**PROMPT**. Reproduce every line of the rows below, requests included, scaling each point coordinate in the answers by 0.9 and rounding to whole numbers, with halves rounded up. Leave the pictures out of your answer.

**EXERCISE MATERIALS**.
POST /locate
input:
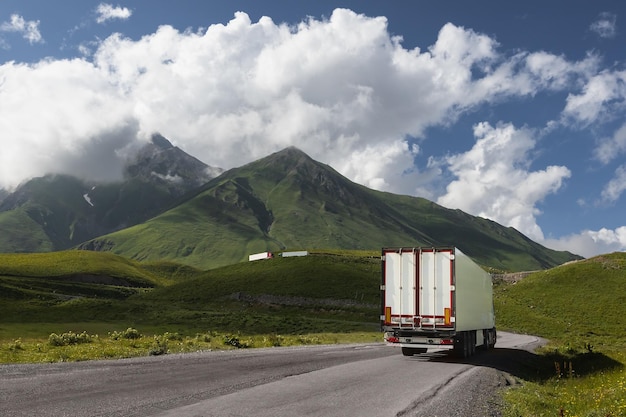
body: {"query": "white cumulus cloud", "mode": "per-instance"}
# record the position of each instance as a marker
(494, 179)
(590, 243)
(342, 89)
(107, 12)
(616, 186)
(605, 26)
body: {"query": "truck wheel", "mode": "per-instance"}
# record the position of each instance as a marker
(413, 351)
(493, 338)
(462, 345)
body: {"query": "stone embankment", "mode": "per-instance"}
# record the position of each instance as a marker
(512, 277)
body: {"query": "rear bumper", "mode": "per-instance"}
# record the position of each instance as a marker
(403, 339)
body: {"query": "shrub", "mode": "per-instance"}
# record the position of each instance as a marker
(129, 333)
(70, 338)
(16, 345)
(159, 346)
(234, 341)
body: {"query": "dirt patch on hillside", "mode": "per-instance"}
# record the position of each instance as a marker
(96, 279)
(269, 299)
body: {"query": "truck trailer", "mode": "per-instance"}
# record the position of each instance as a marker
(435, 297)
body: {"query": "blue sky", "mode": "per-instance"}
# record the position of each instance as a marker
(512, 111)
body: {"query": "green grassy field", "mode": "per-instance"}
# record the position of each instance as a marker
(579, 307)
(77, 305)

**REPLY TO THE TASK**.
POST /locate
input:
body: {"query": "white cumulus cloud", "mode": "per-instance"}
# record the position of each instance as a marker
(445, 161)
(531, 219)
(308, 80)
(96, 11)
(554, 167)
(545, 23)
body: {"query": "truck wheel", "mode": "per-instance"}
# record the position of each instance as a marker
(372, 316)
(444, 304)
(416, 311)
body: {"query": "stone embankment", "mode": "per-instance"}
# record the position of each instance as a marker
(461, 249)
body: {"query": "rear bumper", "mode": "per-instance"}
# record the position of each instance as a marker
(363, 305)
body: {"query": "shrub", "mode": "per-instance"}
# record the position of each instance as a marker
(116, 300)
(63, 304)
(14, 311)
(143, 311)
(211, 307)
body: {"query": "dirt patch on hillside", "mode": "per-instance"}
# record the position of each instance as a marker
(86, 251)
(242, 269)
body: {"query": "truck trailer", "mode": "per-instance"}
# record the position of each instance as a marker
(392, 267)
body: {"query": "blue sky", "mode": "per-instance"}
# record the position of each instance as a marker
(461, 100)
body: {"query": "green grassy field", "mode": "per-instance"}
# record the position of each instance as a marker
(521, 276)
(69, 275)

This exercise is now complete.